● **What needs to be done**: The answer must repeat each line of the material exactly.

● **Supplied material**:
"""

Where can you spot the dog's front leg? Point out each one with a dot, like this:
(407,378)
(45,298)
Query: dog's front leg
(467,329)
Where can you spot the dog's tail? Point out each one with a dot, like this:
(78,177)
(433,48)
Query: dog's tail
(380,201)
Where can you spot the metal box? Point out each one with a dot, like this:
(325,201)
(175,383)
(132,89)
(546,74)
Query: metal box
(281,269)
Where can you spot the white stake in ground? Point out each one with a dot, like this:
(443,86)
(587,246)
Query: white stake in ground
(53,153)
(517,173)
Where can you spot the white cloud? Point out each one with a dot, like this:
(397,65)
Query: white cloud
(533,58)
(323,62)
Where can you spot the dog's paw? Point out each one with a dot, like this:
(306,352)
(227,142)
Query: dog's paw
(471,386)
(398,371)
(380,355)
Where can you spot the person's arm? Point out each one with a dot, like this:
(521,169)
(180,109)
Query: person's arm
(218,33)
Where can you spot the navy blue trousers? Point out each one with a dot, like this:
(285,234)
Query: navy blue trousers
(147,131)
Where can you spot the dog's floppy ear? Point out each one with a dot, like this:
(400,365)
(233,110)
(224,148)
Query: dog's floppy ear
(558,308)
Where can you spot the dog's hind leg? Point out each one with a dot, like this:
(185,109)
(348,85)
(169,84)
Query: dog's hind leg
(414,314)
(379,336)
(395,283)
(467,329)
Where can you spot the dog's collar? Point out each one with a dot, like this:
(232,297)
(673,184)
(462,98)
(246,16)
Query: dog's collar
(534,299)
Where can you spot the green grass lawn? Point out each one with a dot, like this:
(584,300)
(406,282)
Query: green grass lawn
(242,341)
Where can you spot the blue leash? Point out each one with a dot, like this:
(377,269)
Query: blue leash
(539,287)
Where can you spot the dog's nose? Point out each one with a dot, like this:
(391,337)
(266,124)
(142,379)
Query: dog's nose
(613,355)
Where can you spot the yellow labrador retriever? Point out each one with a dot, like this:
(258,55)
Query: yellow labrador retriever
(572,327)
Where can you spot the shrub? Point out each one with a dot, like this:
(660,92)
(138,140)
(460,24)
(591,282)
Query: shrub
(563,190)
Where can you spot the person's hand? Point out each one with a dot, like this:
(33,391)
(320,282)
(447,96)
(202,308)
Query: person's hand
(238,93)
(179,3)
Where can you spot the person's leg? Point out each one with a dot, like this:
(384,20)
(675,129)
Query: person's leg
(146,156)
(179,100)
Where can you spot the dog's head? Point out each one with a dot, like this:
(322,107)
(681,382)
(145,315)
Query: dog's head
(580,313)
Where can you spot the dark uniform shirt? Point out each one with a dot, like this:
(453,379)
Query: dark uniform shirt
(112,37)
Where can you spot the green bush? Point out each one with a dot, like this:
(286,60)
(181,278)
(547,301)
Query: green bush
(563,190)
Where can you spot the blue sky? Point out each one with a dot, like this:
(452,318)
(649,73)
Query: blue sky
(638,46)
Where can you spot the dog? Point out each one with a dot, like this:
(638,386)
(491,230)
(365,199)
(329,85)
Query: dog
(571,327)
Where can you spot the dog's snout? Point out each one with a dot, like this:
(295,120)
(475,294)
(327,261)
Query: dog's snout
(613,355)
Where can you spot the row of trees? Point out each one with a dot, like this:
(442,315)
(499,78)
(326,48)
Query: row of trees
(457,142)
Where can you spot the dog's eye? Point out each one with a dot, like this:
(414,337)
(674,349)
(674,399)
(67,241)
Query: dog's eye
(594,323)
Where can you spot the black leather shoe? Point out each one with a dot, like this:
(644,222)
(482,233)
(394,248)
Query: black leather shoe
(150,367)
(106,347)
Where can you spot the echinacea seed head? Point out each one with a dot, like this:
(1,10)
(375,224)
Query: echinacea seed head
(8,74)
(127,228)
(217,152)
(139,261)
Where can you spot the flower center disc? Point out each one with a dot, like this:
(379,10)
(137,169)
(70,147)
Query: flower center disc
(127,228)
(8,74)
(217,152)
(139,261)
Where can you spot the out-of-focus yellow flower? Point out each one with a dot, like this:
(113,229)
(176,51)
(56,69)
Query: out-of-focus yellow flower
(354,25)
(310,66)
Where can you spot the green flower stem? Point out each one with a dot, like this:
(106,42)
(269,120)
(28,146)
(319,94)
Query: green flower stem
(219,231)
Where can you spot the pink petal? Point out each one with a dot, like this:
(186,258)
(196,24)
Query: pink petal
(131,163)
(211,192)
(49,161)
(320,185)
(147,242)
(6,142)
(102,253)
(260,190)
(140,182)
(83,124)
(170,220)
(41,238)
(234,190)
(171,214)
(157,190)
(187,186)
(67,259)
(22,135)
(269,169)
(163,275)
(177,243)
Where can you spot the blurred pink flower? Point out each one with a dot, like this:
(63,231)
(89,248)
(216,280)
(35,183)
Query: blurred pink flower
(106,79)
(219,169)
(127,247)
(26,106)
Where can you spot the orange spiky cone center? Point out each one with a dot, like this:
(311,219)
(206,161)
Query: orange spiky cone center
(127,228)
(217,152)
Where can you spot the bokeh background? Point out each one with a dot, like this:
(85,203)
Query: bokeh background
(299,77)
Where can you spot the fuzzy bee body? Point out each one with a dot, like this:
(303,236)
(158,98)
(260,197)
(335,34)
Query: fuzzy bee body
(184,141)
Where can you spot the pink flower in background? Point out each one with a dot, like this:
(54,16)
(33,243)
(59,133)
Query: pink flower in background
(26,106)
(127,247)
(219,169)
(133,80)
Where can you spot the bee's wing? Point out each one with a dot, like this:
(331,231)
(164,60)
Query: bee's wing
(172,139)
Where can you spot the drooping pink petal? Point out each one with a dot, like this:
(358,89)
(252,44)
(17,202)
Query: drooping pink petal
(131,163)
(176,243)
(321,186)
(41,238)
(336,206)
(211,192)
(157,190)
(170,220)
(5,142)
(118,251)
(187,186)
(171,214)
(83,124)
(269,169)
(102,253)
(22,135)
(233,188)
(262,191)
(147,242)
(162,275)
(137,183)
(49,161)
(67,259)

"""

● **Answer section**:
Where can you spot the dog's front leg? Point out each one with a dot, like this:
(407,378)
(45,298)
Query: dog's front leg
(467,329)
Where can you spot the dog's tail? Point out each one with a dot, like this:
(78,177)
(433,48)
Query: dog's tail
(380,201)
Where can you spot the metal box? Point out each one with a dot, like this:
(325,201)
(175,383)
(132,89)
(546,74)
Query: metal box
(281,269)
Where can you spot the white stake in ground? Point out each one with a dot, like this:
(443,86)
(587,246)
Query: white stake in ground
(53,153)
(517,173)
Where can you spot the white cloud? Point out each one with a dot, like this:
(397,65)
Query: white cloud
(533,58)
(323,62)
Where can you spot the dog's paw? Point out each one with a dot, like this:
(306,352)
(227,142)
Query: dog's paw
(471,386)
(398,371)
(380,355)
Where can you spot the person's arm? Point out each one with a dot, like this:
(521,169)
(180,109)
Query: person's arm
(218,33)
Where can you spot the navy blue trousers? Point out each one with a dot, like this:
(285,234)
Query: navy blue trousers
(147,131)
Where can you spot the dog's floppy ear? Point out each one with a dot, like this:
(400,365)
(233,110)
(224,148)
Query: dog's floppy ear
(558,308)
Where can you spot the dog's hind leg? Point out each one with a dot, like this:
(185,109)
(348,85)
(169,84)
Query: dog's hind leg
(414,314)
(379,336)
(395,283)
(467,329)
Where can you spot the dog's collar? Point out each one with a dot, like this:
(232,297)
(673,184)
(462,98)
(246,16)
Query: dog's collar
(534,299)
Where can you spot the green grass lawn? Point out each one with a dot, like this:
(584,300)
(406,282)
Query: green grass lawn
(242,341)
Where can you spot the blue leash? Point out each one with a dot, like this:
(377,269)
Query: blue leash
(539,287)
Where can you spot the dog's nose? Point out each one with a dot, like this:
(391,337)
(266,124)
(142,379)
Query: dog's nose
(613,355)
Where can you spot the yellow labrador retriever? Point out each one with a dot, like this:
(258,55)
Query: yellow labrador retriever
(572,327)
Where can you spot the shrub? Point out each one with a dot, like this:
(660,92)
(138,140)
(460,24)
(591,282)
Query: shrub
(563,190)
Where can you spot the person's hand? Point out each one with a dot, like this:
(33,391)
(320,282)
(447,96)
(202,308)
Query: person's hand
(238,93)
(179,3)
Where can you spot the person's leg? Point out each one with a dot, like this:
(384,20)
(675,129)
Query: person's leg
(146,156)
(179,100)
Where can you spot the dog's head? Point out each one with a dot, like this:
(322,107)
(681,382)
(145,315)
Query: dog's head
(580,313)
Where can you spot the dark uniform shirt? Point out each one with a dot, like this:
(453,379)
Query: dark uniform shirt
(112,37)
Where can you spot the green bush? Point out each one with a dot, like this:
(286,60)
(181,278)
(547,301)
Query: green bush
(563,190)
Where can you spot the blue sky? Point out each one with a dot, like this:
(452,318)
(649,73)
Query: blue sky
(638,46)
Where can you spot the dog? Point out each one with a dot, like this:
(638,386)
(491,230)
(365,199)
(329,85)
Query: dog
(571,327)
Where can you spot the dog's snout? Point out each one with a dot, like this:
(295,120)
(475,294)
(327,261)
Query: dog's snout
(613,355)
Where can you spot the row of trees? Point out each one with a dot, like this:
(442,315)
(499,78)
(326,48)
Query: row of trees
(457,142)
Where can you spot the dog's eye? Point out each one with a dot, like this:
(414,337)
(674,349)
(674,399)
(67,241)
Query: dog's eye
(594,323)
Where can you spot the black leather shoe? Point out each one with a dot, like this:
(644,222)
(482,233)
(394,248)
Query: black leather shoe
(150,367)
(106,347)
Where can you spot the echinacea seed head? Point out each one with a dot, like this:
(1,10)
(375,224)
Query: echinacea seed head
(8,74)
(127,228)
(217,152)
(139,261)
Where can you spot the flower center disc? Point out each one with a dot, like this:
(379,10)
(137,169)
(70,147)
Query: flower center disc
(127,228)
(8,74)
(217,152)
(139,261)
Where can you spot the out-of-focus yellow flower? Point out each one with a dot, like this:
(113,229)
(176,51)
(56,69)
Query: out-of-focus yellow flower
(354,25)
(310,66)
Where can you spot the green flower stem? Point out each one with a dot, like this:
(106,42)
(269,120)
(28,146)
(319,94)
Query: green flower stem
(219,231)
Where can you spot the pink petal? Point out each one with a dot, like this:
(186,258)
(196,24)
Query: pink petal
(131,163)
(211,192)
(49,161)
(320,185)
(147,242)
(6,142)
(102,253)
(260,190)
(140,182)
(83,124)
(170,220)
(41,238)
(234,190)
(171,214)
(157,190)
(187,186)
(67,259)
(22,135)
(269,169)
(163,275)
(177,243)
Where can you spot the blurred pink flower? Point out each one with a dot, like this:
(63,231)
(89,248)
(216,280)
(35,183)
Query: blurred pink flower
(106,79)
(219,169)
(127,247)
(26,106)
Where can you spot the orange spiky cone center? Point out each one with a dot, like this:
(311,219)
(206,161)
Query: orange spiky cone center
(127,228)
(217,152)
Where can you spot the bokeh background? Point out each one with a dot, like this:
(85,203)
Query: bokeh background
(299,77)
Where can you spot the fuzzy bee body? Point out each one with a dot, like this:
(303,236)
(158,98)
(260,197)
(335,34)
Query: fuzzy bee body
(184,141)
Where can you spot the pink flower in background? Point out each one with a dot, like this:
(54,16)
(33,243)
(59,133)
Query: pink flower in background
(26,106)
(127,247)
(219,169)
(133,80)
Where can you spot the bee's wing? Point out each one with a dot, like this:
(331,231)
(164,60)
Query: bee's wing
(172,139)
Where can you spot the drooping pink petal? Point out each one with a dot, like this:
(358,89)
(252,44)
(17,202)
Query: drooping pink petal
(131,163)
(176,243)
(321,186)
(41,238)
(336,206)
(211,192)
(157,190)
(170,220)
(5,142)
(118,251)
(187,186)
(171,214)
(83,124)
(269,169)
(102,253)
(22,135)
(233,188)
(262,191)
(147,242)
(162,275)
(137,183)
(49,161)
(67,259)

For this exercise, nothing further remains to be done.